*PROBLEM TO WORK ON:*
The job is to output each record exactly as it stands, pictures excluded.
──────── SUPPLIED RECORDS ────────
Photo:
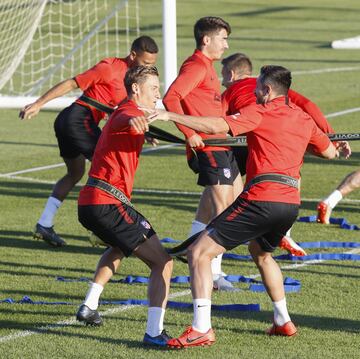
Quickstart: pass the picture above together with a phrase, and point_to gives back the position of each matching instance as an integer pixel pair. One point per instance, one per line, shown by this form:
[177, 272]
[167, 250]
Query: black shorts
[243, 221]
[217, 167]
[76, 132]
[240, 154]
[118, 225]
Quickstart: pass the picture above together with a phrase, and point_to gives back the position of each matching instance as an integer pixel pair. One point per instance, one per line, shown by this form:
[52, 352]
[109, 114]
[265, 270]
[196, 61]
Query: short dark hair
────────
*WRITTEN SOLUTION:*
Photo:
Quickstart: pass the picture above together with a phrase, and point_to gives back the position of each matching instance as an integer pixel pair. One point per instance, one per line, shown by this form:
[177, 272]
[167, 250]
Query: black shorts
[243, 221]
[217, 167]
[76, 132]
[240, 154]
[118, 225]
Quickstart: pass the picture above together with a phrase, and point_to gives back the position of each matching instance as an integer pixel pair. One point per instance, one per line, shown by this form:
[52, 352]
[109, 114]
[265, 270]
[196, 61]
Query: short dark hair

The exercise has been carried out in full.